[Entries provided]
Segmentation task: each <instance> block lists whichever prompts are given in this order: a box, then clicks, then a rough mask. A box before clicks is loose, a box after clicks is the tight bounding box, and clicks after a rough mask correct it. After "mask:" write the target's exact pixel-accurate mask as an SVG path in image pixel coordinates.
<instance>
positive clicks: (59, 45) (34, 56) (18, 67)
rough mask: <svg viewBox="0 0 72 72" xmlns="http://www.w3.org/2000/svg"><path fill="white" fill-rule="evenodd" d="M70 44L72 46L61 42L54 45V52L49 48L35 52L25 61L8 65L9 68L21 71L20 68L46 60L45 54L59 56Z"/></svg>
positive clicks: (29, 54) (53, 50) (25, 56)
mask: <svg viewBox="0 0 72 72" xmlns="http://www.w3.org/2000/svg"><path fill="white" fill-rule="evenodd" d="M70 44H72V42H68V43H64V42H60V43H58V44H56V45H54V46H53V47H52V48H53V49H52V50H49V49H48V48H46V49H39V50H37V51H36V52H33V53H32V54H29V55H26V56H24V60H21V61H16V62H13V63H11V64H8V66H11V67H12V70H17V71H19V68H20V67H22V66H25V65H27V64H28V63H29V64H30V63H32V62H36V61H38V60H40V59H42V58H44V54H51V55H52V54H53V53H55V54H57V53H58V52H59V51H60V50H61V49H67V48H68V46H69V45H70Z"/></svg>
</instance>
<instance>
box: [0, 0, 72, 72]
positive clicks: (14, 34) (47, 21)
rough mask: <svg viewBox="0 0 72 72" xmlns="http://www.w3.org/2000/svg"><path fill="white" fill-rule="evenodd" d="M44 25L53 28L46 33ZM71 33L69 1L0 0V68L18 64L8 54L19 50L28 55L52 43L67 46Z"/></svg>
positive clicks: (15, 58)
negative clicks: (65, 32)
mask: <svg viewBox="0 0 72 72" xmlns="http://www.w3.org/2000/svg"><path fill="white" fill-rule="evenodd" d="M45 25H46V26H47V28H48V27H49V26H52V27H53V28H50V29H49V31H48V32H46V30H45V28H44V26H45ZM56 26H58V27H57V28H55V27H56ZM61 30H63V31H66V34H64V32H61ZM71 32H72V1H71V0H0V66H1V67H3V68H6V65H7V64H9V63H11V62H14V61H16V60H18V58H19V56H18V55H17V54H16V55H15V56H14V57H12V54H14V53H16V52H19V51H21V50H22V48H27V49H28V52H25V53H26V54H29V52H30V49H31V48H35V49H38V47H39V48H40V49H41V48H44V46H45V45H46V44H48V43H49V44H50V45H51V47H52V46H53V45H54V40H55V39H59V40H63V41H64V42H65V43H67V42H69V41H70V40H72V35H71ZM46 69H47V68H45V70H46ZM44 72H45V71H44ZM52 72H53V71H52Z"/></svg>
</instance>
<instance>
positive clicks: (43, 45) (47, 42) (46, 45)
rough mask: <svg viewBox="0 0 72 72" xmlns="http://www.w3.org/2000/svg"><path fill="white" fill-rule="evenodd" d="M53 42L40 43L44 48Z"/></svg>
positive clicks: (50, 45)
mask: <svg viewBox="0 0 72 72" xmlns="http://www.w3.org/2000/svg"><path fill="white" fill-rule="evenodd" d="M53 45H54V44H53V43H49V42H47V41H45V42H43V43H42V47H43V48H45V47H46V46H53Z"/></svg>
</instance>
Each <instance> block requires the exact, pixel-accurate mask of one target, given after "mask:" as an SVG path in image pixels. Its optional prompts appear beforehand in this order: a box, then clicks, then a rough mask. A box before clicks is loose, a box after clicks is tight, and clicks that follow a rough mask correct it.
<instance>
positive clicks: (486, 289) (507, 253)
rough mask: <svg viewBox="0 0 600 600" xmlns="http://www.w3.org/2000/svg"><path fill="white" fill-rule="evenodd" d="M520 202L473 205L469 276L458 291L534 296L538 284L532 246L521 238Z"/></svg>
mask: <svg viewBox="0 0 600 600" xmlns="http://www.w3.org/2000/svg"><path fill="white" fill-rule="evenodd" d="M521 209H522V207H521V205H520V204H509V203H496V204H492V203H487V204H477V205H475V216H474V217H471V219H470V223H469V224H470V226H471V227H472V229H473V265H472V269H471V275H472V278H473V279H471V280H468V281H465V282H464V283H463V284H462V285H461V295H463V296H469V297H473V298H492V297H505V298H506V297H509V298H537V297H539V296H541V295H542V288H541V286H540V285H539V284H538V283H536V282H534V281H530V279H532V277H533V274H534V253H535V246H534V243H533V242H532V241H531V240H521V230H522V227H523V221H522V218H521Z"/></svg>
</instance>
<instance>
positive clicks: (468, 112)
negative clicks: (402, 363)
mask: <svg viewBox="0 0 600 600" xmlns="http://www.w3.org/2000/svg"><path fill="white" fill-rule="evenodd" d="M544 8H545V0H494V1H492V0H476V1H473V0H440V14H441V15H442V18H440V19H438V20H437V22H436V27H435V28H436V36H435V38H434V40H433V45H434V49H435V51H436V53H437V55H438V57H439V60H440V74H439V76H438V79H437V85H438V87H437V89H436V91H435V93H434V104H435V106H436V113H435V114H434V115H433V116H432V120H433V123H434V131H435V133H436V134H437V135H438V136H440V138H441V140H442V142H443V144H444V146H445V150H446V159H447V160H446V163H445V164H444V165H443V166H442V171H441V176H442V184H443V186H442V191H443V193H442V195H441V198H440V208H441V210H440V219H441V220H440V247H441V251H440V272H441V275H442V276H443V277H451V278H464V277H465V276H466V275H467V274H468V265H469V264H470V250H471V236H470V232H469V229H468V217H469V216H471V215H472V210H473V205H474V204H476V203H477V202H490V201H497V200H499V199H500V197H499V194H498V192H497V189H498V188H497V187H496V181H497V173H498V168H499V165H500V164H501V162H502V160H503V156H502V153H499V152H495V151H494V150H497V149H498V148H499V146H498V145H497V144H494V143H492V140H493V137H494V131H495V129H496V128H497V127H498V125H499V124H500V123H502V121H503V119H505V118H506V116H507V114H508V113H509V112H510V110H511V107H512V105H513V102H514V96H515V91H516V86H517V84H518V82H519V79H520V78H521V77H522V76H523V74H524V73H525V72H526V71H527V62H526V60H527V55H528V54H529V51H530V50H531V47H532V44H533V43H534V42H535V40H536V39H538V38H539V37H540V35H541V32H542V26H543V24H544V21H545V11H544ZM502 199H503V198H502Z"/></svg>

[What the task requires] Retype the records, line for line.

[Task answer]
Segmentation task: each <instance> block lists whichever prompts are given in this order: a box, then clicks, then a rough mask. A box before clicks is loose, a box after clicks is the tight bounding box, and clicks after a rough mask correct it. After "mask:" write the target's exact pixel-accurate mask as an SVG path in image pixel coordinates.
<instance>
positive clicks: (59, 45) (34, 56) (18, 67)
rough mask: <svg viewBox="0 0 72 72" xmlns="http://www.w3.org/2000/svg"><path fill="white" fill-rule="evenodd" d="M70 44L72 46L61 42L54 45V52L49 48L35 52L25 61L8 65L9 68L21 71L20 68L46 60L45 54L59 56Z"/></svg>
positive clicks: (29, 54) (53, 50) (25, 56)
mask: <svg viewBox="0 0 72 72" xmlns="http://www.w3.org/2000/svg"><path fill="white" fill-rule="evenodd" d="M70 44H72V42H68V43H64V42H60V43H58V44H56V45H54V46H53V47H52V48H53V49H52V50H49V49H48V48H46V49H39V50H37V51H36V52H33V53H32V54H29V55H26V56H24V60H21V61H16V62H13V63H11V64H8V66H11V67H12V70H17V71H19V68H20V67H22V66H25V65H27V64H28V63H29V64H30V63H32V62H36V61H38V60H40V59H42V58H44V54H51V55H52V54H53V53H55V54H57V53H58V52H59V51H60V50H61V49H67V48H68V46H69V45H70Z"/></svg>
</instance>
<instance>
box: [0, 0, 72, 72]
positive clicks: (14, 34) (47, 21)
rough mask: <svg viewBox="0 0 72 72" xmlns="http://www.w3.org/2000/svg"><path fill="white" fill-rule="evenodd" d="M44 25L53 28L46 33ZM71 33L69 1L0 0V68L18 64L8 54L19 50L28 55L52 43L67 46Z"/></svg>
positive clicks: (15, 58)
negative clicks: (65, 32)
mask: <svg viewBox="0 0 72 72" xmlns="http://www.w3.org/2000/svg"><path fill="white" fill-rule="evenodd" d="M45 25H46V26H47V28H48V27H49V26H52V27H53V28H50V29H49V31H48V32H46V30H45V28H44V26H45ZM56 26H58V27H57V28H55V27H56ZM61 30H63V31H66V34H64V32H61ZM71 32H72V1H71V0H0V66H1V67H3V68H6V65H7V64H9V63H11V62H14V61H16V60H18V58H19V56H18V55H17V54H16V55H15V56H14V57H12V54H14V53H16V52H19V51H21V50H22V48H27V49H28V52H25V53H26V54H29V52H30V49H31V48H35V49H38V47H39V48H40V49H41V48H44V46H45V45H46V44H48V43H49V44H50V45H51V47H52V46H53V45H54V40H55V39H59V40H63V41H64V42H65V43H67V42H69V41H70V40H72V35H71ZM46 69H47V68H45V70H46ZM44 72H45V71H44ZM52 72H53V71H52Z"/></svg>
</instance>
<instance>
positive clicks: (43, 45) (47, 42) (46, 45)
rough mask: <svg viewBox="0 0 72 72" xmlns="http://www.w3.org/2000/svg"><path fill="white" fill-rule="evenodd" d="M53 42L40 43L44 48Z"/></svg>
positive clicks: (50, 45)
mask: <svg viewBox="0 0 72 72" xmlns="http://www.w3.org/2000/svg"><path fill="white" fill-rule="evenodd" d="M53 45H54V44H53V43H49V42H47V41H45V42H43V43H42V47H43V48H45V47H46V46H53Z"/></svg>
</instance>
Each <instance> block requires the exact, pixel-accurate mask of one target, given after "mask:" as an SVG path in image pixels. Its optional prompts appear beforehand in this order: a box, then clicks, then a rough mask. A box before clicks is loose, a box after clicks is tight, and clicks that follow a rough mask correct it.
<instance>
positive clicks: (486, 289) (507, 253)
rough mask: <svg viewBox="0 0 600 600" xmlns="http://www.w3.org/2000/svg"><path fill="white" fill-rule="evenodd" d="M520 202L473 205L469 276L458 291L534 296L538 284L532 246L521 238Z"/></svg>
mask: <svg viewBox="0 0 600 600" xmlns="http://www.w3.org/2000/svg"><path fill="white" fill-rule="evenodd" d="M521 209H522V207H521V205H520V204H509V203H496V204H492V203H487V204H477V205H475V216H474V217H471V219H470V223H469V224H470V226H471V227H472V229H473V265H472V269H471V275H472V278H473V279H471V280H468V281H465V282H464V283H463V284H462V285H461V295H463V296H469V297H473V298H492V297H505V298H506V297H509V298H537V297H539V296H541V295H542V288H541V286H540V285H539V284H538V283H536V282H534V281H530V279H532V277H533V274H534V253H535V246H534V243H533V242H532V241H531V240H521V230H522V227H523V221H522V218H521Z"/></svg>
</instance>
<instance>
positive clicks: (468, 112)
negative clicks: (402, 363)
mask: <svg viewBox="0 0 600 600" xmlns="http://www.w3.org/2000/svg"><path fill="white" fill-rule="evenodd" d="M544 8H545V0H494V1H492V0H476V1H473V0H440V14H441V15H442V18H440V19H438V20H437V22H436V27H435V28H436V36H435V38H434V40H433V45H434V49H435V51H436V53H437V55H438V57H439V60H440V74H439V76H438V79H437V85H438V87H437V89H436V91H435V93H434V104H435V106H436V113H435V114H434V115H433V116H432V120H433V123H434V131H435V133H436V134H437V135H438V136H440V138H441V140H442V142H443V144H444V146H445V150H446V159H447V160H446V163H445V164H444V165H443V166H442V171H441V176H442V184H443V186H442V191H443V193H442V195H441V198H440V208H441V210H440V219H441V220H440V247H441V251H440V272H441V275H442V276H443V277H451V278H464V277H465V276H466V275H467V274H468V265H469V264H470V250H471V236H470V232H469V229H468V217H469V216H471V215H472V210H473V205H474V204H476V203H477V202H490V201H497V200H499V199H500V197H499V194H498V192H497V189H498V188H497V187H496V181H497V173H498V168H499V165H500V164H501V162H502V160H503V156H502V153H499V152H495V151H494V150H497V149H498V148H499V146H498V145H497V144H494V143H492V140H493V137H494V131H495V129H496V128H497V127H498V125H499V124H500V123H502V121H503V119H505V118H506V116H507V114H508V113H509V112H510V110H511V107H512V105H513V102H514V96H515V91H516V86H517V84H518V82H519V79H520V78H521V77H522V76H523V74H524V73H525V72H526V71H527V62H526V60H527V55H528V54H529V51H530V50H531V47H532V44H533V43H534V42H535V40H536V39H538V38H539V37H540V35H541V32H542V26H543V24H544V21H545V11H544ZM502 199H503V198H502Z"/></svg>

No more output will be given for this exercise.